6 Ocak 2011 Perşembe

Üzüm, Şarap.

ÜZÜM, tarihöncesi çağlardan beri yetiştirilen değerli bir meyvedir. Taze olarak, şarap yapılarak ya da kurutularak tüketilen bu meyveyi veren bitkiye "asma", üzüm yetiştir­me işine ise "bağcılık" denir. Bilinen en eski tarımsal etkinliklerden biri olan bağcılığın ilk kez Hazar Denizi yöresinde ve Anadolu'da başladığı, daha sonra buradan dünyanın öbür yerlerine yayıldığı sanılmaktadır. Günümüz­de, iklim koşullarının uygun olduğu her yerde üzüm yetiştirilir.
Asmalar "sülük" denen sarılgan filizleri yardımıyla çevrelerindeki desteklere tırma­nan sarılıcı bitkilerdir. Kışın yapraklarını dö­ken bu çalımsı ve çok yıllık bitkilerin elsi loplu yaprakları vardır. Kümeler halinde açan mi­nik, yeşil çiçekleri döllendikten sonra üzüm salkımlarına döner. Salkımlar çok sayıda üzüm tanesinden oluşur. Yetiştirilen çeşide bağlı olarak rengi açık sarıdan siyaha, yeşil­den kırmızıya kadar değişen oval ya da yuvarlak biçimli her bir tanenin eti sulu ve tatlıdır; içinde çoğu kez birkaç sert tohum bulunur. Meyvelerin zarsı kabuğu, üzerindeki mumsu maddeden ötürü buğulu bir görünüm yaratır. Üzüm bol miktarda şekerin yanı sıra mineral ve vitamin de içeren besleyici bir meyvedir.

→ **Kısa görev**: Üzüm metnine göre asmaların çevrelerindeki desteklere tırmanmasını sağlayan sarılgan filizlere ne ad verilir?

→ **Verilen öğeler**:
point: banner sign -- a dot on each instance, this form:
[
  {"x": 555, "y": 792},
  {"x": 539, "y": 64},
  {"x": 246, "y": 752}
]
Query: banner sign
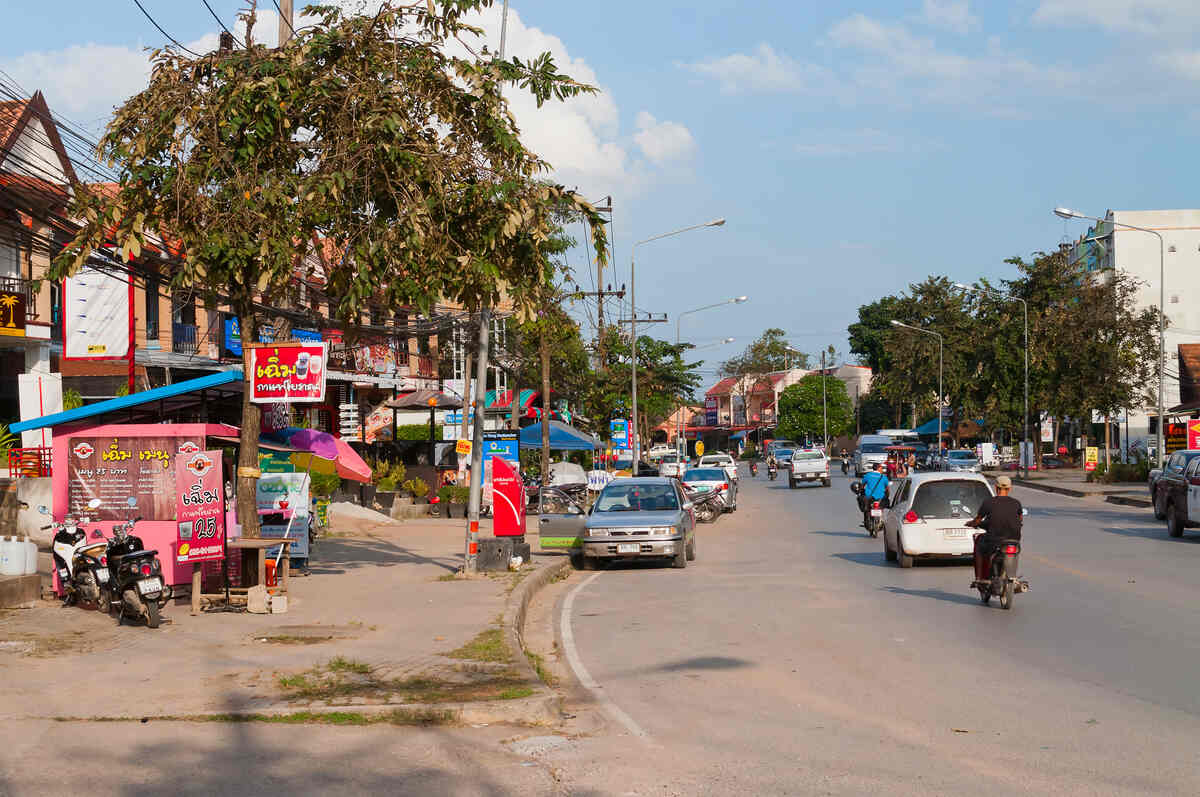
[
  {"x": 199, "y": 508},
  {"x": 118, "y": 468},
  {"x": 96, "y": 309},
  {"x": 508, "y": 498},
  {"x": 287, "y": 372},
  {"x": 279, "y": 497},
  {"x": 12, "y": 313}
]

→ **Yanıt aşağıda**: Sülük.